STATED EXERCISE - Write out the stretch of records below, from their start through the line containing "[76,302,182,356]", and reproduce each line word for word, with nothing else.

--- start EXERCISE INPUTS ---

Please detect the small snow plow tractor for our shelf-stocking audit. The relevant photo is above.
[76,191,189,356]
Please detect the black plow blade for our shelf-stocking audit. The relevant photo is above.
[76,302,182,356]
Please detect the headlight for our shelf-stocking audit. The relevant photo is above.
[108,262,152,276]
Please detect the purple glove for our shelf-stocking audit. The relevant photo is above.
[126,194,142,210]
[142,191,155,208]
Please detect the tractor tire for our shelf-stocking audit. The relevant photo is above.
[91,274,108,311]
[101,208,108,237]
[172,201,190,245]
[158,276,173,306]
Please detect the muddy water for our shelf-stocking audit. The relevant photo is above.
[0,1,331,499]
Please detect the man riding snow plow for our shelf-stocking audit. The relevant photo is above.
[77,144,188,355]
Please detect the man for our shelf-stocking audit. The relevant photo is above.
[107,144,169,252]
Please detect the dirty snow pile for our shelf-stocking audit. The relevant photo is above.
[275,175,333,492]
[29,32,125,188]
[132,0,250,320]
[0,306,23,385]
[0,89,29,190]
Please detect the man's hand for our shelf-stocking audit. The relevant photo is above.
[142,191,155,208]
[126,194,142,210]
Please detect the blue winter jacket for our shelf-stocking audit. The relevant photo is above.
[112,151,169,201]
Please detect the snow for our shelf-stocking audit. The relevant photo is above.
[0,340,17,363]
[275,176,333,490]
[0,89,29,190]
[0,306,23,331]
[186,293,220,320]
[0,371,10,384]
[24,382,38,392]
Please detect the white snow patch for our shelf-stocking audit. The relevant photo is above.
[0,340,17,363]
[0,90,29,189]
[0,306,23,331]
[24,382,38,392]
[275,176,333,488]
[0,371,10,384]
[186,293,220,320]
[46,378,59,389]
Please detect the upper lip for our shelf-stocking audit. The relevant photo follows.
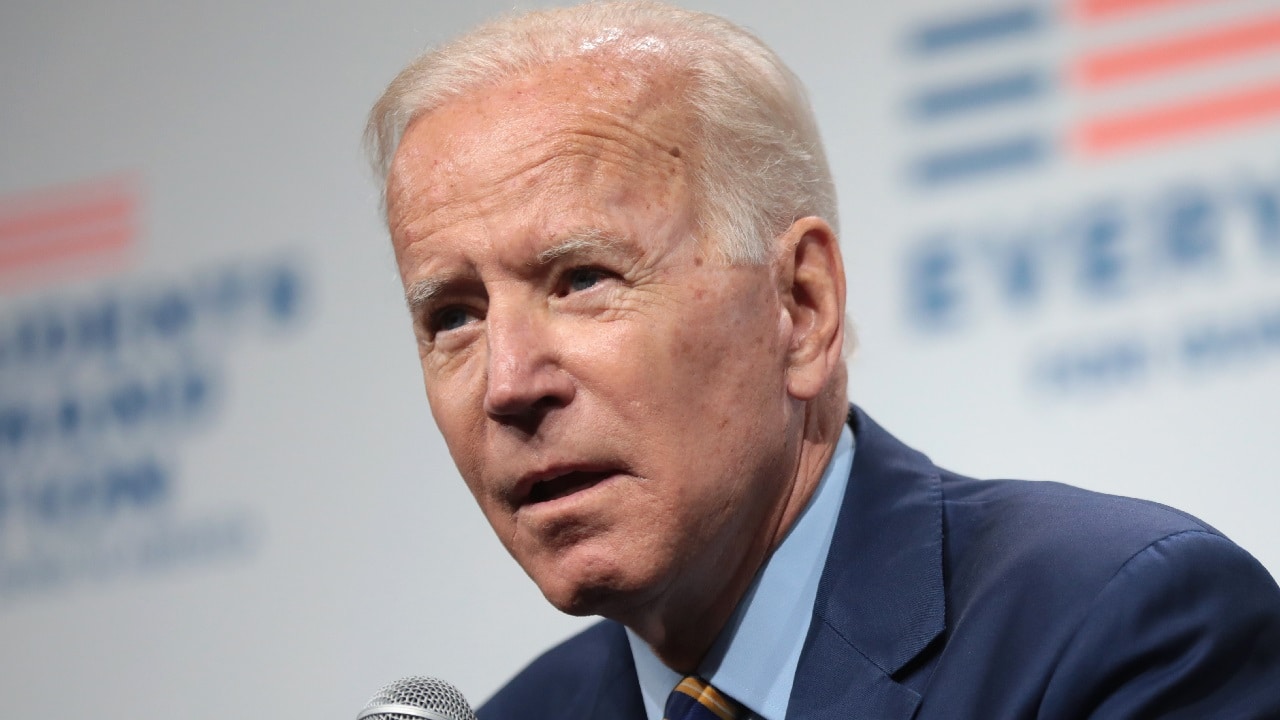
[512,462,621,506]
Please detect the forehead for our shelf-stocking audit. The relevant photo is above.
[387,59,691,234]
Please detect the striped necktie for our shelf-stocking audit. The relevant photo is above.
[663,675,748,720]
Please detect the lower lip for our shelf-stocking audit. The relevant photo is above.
[522,473,618,511]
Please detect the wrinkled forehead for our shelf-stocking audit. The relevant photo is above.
[387,56,695,224]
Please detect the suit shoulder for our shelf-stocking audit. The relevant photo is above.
[942,475,1243,611]
[942,475,1221,562]
[476,621,635,720]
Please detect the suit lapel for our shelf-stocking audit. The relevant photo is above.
[576,621,646,720]
[787,407,946,720]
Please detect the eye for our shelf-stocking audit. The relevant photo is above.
[428,305,475,334]
[563,268,608,295]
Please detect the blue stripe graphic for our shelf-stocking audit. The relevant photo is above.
[911,69,1048,120]
[910,5,1044,55]
[911,135,1050,186]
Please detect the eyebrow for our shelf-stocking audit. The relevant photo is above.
[536,228,622,265]
[404,274,458,315]
[404,228,622,313]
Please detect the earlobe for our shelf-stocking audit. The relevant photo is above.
[780,217,845,401]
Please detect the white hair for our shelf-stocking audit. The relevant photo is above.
[365,0,837,264]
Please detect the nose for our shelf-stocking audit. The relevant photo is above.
[484,306,575,421]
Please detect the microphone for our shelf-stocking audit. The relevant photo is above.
[356,676,476,720]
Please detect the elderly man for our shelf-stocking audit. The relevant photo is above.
[369,3,1280,720]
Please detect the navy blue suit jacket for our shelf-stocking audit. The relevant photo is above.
[479,409,1280,720]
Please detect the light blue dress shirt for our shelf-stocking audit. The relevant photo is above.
[627,425,854,720]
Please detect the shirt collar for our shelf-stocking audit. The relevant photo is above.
[627,425,854,720]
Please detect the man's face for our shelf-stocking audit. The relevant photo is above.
[388,63,801,619]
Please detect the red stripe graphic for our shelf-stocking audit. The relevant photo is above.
[1075,82,1280,155]
[0,177,138,284]
[1073,14,1280,87]
[1073,0,1213,20]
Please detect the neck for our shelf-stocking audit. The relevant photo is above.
[629,387,847,674]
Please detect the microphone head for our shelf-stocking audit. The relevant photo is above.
[356,676,476,720]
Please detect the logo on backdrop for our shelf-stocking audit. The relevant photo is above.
[0,179,303,605]
[901,0,1280,393]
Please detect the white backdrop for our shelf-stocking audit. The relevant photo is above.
[0,0,1280,719]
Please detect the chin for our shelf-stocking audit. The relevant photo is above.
[530,550,657,619]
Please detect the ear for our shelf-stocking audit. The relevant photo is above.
[778,217,845,401]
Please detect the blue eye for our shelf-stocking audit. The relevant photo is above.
[431,306,471,332]
[564,268,604,292]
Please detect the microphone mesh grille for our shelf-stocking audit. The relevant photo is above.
[365,676,476,720]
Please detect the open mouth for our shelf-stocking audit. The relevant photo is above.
[529,470,614,503]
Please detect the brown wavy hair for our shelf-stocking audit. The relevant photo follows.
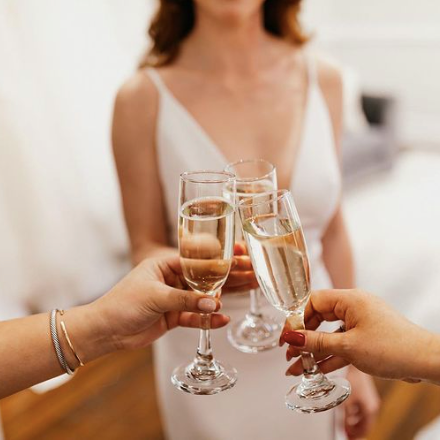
[139,0,309,68]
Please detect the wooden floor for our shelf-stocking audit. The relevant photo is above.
[1,350,440,440]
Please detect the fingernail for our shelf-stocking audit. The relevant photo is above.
[283,332,306,347]
[197,298,217,313]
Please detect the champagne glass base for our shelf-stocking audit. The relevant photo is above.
[171,360,238,396]
[228,315,281,353]
[286,377,351,414]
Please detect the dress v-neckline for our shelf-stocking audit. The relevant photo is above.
[149,65,315,190]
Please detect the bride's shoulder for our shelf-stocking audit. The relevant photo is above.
[314,55,343,140]
[313,54,342,97]
[115,69,158,117]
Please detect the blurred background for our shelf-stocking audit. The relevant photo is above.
[0,0,440,440]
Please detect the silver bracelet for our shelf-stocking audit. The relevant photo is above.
[50,309,75,376]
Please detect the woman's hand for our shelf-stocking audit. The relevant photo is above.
[222,243,258,293]
[282,290,440,382]
[88,257,229,349]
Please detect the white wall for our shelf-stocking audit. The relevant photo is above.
[304,0,440,146]
[0,0,153,319]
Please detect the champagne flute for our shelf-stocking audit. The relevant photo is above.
[171,171,237,395]
[239,190,351,413]
[225,159,281,353]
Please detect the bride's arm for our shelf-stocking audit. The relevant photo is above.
[112,71,176,265]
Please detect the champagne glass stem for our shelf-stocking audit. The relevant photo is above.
[296,311,332,391]
[249,289,262,318]
[196,313,214,363]
[301,351,320,376]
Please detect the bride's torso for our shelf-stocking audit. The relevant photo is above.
[146,49,340,440]
[146,50,341,288]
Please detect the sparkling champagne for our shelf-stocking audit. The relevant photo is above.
[225,179,275,243]
[243,213,310,312]
[179,197,234,294]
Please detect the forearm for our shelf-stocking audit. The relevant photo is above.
[0,306,114,398]
[418,330,440,385]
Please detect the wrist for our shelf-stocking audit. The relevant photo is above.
[58,303,113,368]
[421,332,440,384]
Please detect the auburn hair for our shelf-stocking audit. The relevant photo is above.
[140,0,309,68]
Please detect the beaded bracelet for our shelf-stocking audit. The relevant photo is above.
[60,309,84,367]
[50,309,75,376]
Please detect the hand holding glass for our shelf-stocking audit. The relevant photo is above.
[239,190,351,413]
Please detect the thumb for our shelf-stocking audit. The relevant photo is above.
[283,330,346,357]
[152,286,220,313]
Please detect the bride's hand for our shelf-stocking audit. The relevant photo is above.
[222,243,258,293]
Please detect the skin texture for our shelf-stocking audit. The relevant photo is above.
[113,0,379,438]
[0,258,229,398]
[283,290,440,384]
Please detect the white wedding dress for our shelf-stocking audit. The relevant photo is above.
[146,55,341,440]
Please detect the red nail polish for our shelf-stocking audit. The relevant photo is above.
[283,332,306,347]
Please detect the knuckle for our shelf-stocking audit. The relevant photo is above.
[179,293,190,310]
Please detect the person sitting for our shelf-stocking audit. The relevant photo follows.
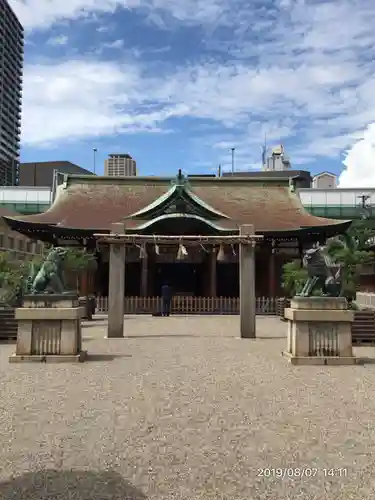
[161,283,172,316]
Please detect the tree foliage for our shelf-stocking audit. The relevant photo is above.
[282,260,307,297]
[327,221,375,299]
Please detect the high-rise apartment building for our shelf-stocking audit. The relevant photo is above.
[104,154,137,177]
[262,145,292,172]
[0,0,24,186]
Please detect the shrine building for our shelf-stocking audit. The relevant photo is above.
[3,172,351,297]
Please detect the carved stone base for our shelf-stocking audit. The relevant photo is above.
[283,297,357,365]
[9,294,85,363]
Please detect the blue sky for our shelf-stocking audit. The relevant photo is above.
[10,0,375,187]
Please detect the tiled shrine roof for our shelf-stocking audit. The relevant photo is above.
[5,175,350,239]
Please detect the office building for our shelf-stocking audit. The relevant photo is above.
[312,172,337,189]
[104,154,137,177]
[0,0,24,186]
[19,161,94,188]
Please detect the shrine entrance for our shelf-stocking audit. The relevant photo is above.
[95,223,263,338]
[152,261,205,297]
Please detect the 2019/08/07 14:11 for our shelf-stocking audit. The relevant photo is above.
[257,467,348,479]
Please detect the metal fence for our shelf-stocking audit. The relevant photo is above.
[96,296,279,315]
[355,292,375,310]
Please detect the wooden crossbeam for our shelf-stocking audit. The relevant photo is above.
[94,234,263,246]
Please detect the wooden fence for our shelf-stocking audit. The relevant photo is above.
[96,296,278,315]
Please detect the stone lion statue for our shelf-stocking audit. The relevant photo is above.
[298,246,342,297]
[27,247,69,295]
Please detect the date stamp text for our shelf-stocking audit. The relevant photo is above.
[257,467,348,479]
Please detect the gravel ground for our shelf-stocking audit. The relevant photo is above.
[0,316,375,500]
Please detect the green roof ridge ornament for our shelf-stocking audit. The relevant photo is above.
[172,168,187,188]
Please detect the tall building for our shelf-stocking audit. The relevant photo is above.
[263,145,292,172]
[0,0,24,186]
[18,161,95,188]
[104,154,137,177]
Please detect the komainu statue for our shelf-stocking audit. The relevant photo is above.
[27,247,71,295]
[297,246,342,297]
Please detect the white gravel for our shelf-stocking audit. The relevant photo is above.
[0,316,375,500]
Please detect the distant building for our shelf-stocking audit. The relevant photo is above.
[0,0,24,186]
[262,145,292,172]
[104,154,137,177]
[312,172,337,189]
[19,161,94,188]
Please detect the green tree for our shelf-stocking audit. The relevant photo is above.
[0,252,42,305]
[282,260,307,297]
[327,221,375,299]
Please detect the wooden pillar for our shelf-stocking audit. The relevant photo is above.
[298,240,303,267]
[209,246,217,297]
[141,246,148,297]
[107,224,125,338]
[268,240,276,297]
[240,224,256,339]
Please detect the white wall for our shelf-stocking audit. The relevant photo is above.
[0,186,52,203]
[298,188,375,207]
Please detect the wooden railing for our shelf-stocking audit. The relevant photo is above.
[96,296,278,315]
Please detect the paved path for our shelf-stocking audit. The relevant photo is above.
[0,316,375,500]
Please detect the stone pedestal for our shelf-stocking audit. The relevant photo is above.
[9,294,86,363]
[283,297,357,365]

--- end EXERCISE INPUTS ---

RESULT OF THE EXERCISE -
Please detect the small snow plow tractor for our shelf-stocking audit. The relevant photo is above.
[76,191,189,356]
Please detect the black plow blade for our shelf-stocking audit. The relevant photo is above.
[76,302,182,356]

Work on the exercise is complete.